What is expected
Gather every line in the records below that contains the word "decal".

Supplied data
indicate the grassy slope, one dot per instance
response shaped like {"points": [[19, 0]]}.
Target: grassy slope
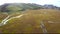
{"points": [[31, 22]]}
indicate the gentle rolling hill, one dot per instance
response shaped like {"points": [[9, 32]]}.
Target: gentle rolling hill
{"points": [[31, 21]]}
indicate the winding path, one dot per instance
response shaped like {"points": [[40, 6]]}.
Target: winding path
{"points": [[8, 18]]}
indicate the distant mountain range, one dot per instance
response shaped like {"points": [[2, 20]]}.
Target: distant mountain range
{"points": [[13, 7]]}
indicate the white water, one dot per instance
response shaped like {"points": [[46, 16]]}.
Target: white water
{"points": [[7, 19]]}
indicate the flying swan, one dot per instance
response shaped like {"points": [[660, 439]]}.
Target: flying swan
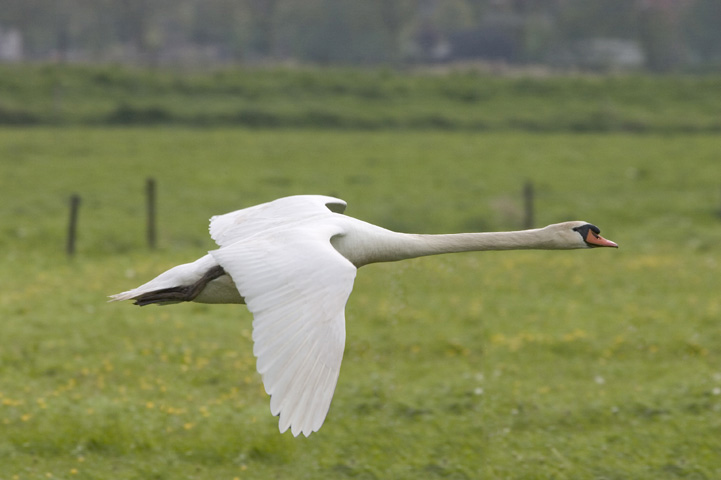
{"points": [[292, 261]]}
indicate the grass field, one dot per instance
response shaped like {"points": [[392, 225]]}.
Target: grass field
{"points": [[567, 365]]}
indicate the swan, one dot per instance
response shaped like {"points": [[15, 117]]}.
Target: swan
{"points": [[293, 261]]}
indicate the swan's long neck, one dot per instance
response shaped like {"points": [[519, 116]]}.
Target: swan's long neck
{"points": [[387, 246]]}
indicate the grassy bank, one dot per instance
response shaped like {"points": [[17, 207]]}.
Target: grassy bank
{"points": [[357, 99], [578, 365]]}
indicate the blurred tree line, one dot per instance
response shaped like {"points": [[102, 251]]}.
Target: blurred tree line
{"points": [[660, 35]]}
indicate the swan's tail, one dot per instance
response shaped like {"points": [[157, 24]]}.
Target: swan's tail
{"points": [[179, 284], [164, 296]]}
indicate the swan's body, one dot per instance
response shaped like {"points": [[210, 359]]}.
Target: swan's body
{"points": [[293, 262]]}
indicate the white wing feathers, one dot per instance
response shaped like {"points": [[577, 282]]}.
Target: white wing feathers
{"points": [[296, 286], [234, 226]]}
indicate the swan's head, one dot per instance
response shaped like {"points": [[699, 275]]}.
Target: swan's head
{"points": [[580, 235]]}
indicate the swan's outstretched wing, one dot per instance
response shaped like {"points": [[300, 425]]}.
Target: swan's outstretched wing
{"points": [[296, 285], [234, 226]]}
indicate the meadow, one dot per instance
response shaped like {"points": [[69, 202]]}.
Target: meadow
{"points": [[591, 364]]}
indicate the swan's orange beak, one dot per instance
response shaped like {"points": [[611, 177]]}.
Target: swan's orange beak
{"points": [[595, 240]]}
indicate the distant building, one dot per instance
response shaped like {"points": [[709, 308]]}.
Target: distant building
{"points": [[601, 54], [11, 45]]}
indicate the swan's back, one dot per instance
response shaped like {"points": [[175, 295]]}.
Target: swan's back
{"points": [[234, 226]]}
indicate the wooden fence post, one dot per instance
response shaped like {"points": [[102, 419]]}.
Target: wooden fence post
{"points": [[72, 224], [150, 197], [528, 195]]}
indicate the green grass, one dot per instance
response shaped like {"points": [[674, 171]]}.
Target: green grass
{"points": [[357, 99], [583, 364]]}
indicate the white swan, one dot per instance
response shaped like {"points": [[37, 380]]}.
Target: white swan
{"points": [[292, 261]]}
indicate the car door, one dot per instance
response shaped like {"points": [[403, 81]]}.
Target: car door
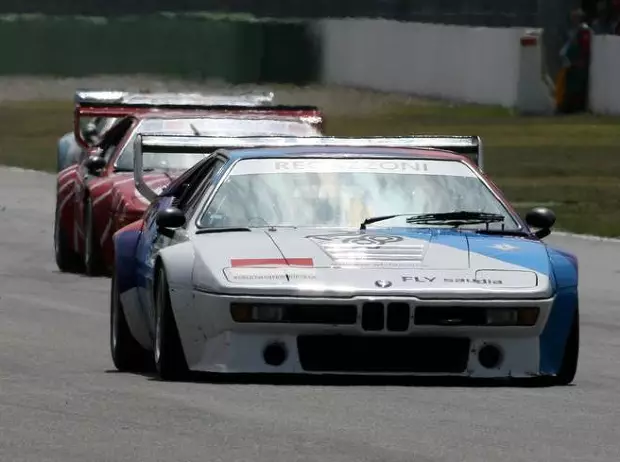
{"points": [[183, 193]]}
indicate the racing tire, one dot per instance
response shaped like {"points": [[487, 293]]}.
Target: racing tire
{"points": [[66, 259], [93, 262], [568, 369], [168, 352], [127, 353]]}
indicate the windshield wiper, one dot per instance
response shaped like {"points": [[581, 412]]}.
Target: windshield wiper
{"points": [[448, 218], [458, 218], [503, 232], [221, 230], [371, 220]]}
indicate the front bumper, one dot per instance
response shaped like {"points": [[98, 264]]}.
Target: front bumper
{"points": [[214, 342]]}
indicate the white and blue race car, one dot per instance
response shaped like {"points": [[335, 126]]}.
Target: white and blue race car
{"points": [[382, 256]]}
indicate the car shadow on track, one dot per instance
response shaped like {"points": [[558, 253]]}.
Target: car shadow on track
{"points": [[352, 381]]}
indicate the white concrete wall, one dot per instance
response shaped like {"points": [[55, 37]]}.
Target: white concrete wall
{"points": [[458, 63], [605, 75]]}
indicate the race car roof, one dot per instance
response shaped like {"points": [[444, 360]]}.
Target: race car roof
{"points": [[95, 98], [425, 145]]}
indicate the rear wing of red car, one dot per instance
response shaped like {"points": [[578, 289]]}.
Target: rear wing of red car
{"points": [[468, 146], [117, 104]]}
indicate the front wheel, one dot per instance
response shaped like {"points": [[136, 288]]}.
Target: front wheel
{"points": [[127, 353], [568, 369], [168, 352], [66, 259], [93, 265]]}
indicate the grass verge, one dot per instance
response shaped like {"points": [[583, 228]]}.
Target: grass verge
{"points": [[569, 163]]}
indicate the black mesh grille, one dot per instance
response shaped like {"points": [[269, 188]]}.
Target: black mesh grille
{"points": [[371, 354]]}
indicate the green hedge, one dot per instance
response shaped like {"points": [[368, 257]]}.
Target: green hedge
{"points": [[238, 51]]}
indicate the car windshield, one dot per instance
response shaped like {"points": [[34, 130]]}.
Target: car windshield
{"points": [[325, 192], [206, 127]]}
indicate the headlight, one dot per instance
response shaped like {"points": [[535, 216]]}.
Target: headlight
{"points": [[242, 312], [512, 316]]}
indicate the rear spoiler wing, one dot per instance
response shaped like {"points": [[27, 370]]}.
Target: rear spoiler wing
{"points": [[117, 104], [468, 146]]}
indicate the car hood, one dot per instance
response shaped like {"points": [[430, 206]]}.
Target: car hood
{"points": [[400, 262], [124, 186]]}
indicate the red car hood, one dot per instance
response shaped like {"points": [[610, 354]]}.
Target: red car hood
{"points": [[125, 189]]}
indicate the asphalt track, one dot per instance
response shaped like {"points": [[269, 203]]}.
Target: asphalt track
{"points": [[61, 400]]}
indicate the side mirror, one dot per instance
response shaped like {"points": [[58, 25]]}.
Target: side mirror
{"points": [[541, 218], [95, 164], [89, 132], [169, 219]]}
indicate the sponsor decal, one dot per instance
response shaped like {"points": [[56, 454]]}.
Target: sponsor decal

...

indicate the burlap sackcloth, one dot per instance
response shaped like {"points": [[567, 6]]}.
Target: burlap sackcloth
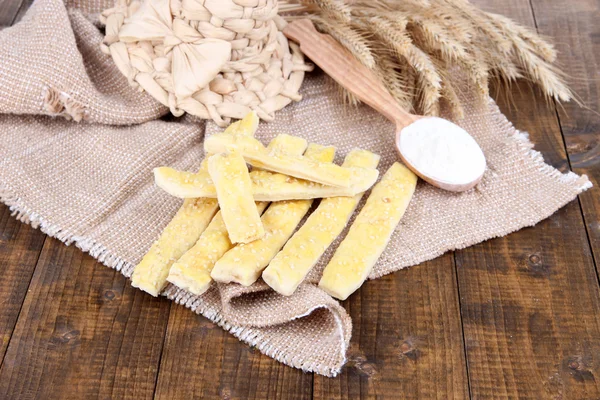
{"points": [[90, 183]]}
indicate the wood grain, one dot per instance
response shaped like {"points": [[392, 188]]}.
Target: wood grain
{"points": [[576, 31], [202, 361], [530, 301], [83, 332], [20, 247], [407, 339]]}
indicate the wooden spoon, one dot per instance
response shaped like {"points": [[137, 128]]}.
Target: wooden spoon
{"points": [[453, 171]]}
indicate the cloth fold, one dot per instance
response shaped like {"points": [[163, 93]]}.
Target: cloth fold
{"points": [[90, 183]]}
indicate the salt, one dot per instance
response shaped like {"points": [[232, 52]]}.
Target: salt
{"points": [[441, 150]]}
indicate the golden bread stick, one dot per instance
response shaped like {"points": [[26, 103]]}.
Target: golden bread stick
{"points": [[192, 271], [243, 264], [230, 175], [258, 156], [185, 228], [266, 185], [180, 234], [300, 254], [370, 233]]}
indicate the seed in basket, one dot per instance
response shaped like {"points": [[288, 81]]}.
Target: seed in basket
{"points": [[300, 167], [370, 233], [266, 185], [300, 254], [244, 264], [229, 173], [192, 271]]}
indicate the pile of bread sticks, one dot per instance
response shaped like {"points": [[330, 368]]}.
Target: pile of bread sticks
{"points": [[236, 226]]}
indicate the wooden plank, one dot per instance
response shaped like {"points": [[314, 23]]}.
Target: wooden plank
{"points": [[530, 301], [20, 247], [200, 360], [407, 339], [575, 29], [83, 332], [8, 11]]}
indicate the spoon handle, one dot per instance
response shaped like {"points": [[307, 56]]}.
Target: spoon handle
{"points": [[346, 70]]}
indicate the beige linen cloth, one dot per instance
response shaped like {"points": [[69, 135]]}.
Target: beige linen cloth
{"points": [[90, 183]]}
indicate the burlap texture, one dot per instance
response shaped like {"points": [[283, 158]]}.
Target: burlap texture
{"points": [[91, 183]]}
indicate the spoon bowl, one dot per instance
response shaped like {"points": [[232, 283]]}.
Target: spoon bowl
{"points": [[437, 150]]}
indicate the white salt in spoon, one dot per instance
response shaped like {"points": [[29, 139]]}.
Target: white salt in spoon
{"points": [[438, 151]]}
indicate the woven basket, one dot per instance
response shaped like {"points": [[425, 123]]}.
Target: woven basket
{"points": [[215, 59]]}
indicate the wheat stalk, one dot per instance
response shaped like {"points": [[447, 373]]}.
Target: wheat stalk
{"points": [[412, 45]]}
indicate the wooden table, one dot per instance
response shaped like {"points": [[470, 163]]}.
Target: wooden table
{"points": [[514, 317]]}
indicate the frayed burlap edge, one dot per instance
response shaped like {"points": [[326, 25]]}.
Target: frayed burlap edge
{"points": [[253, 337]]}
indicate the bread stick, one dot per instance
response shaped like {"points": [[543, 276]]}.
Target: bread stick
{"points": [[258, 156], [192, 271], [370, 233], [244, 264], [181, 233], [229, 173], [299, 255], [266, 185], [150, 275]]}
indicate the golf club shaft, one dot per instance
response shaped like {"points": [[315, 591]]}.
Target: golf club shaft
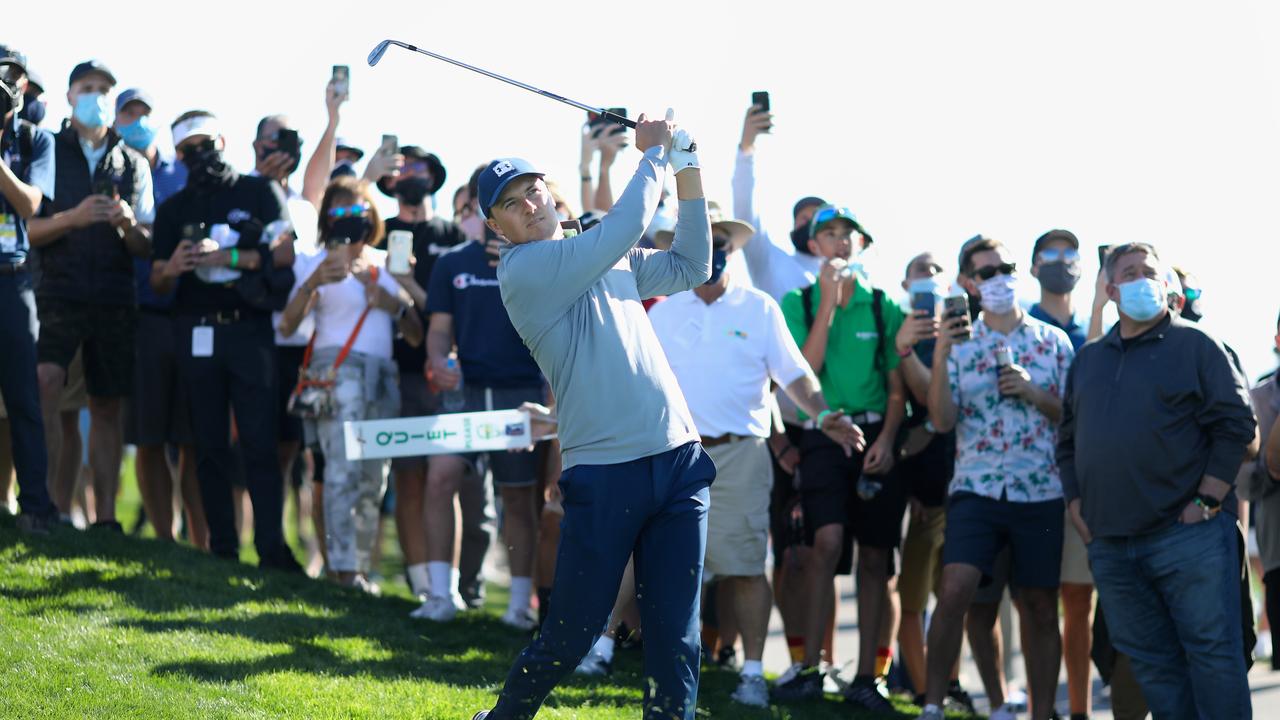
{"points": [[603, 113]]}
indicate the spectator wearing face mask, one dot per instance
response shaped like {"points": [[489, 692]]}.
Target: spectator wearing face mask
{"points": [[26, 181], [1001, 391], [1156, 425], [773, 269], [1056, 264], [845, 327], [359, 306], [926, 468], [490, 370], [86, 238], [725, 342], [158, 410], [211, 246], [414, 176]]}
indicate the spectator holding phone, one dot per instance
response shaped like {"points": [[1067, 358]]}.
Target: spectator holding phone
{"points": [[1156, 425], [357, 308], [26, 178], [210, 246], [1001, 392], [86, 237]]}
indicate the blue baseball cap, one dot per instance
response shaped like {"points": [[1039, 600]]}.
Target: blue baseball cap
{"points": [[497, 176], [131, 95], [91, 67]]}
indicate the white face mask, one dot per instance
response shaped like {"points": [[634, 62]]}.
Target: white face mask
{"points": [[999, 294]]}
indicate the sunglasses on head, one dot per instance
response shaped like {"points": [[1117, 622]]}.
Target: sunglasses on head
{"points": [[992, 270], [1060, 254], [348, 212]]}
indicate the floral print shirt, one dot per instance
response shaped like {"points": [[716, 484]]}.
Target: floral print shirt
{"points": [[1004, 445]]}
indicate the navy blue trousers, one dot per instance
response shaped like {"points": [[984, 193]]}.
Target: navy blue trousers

Your solution
indicate the sponsor decal, one dot per instance
Target: sponsor decal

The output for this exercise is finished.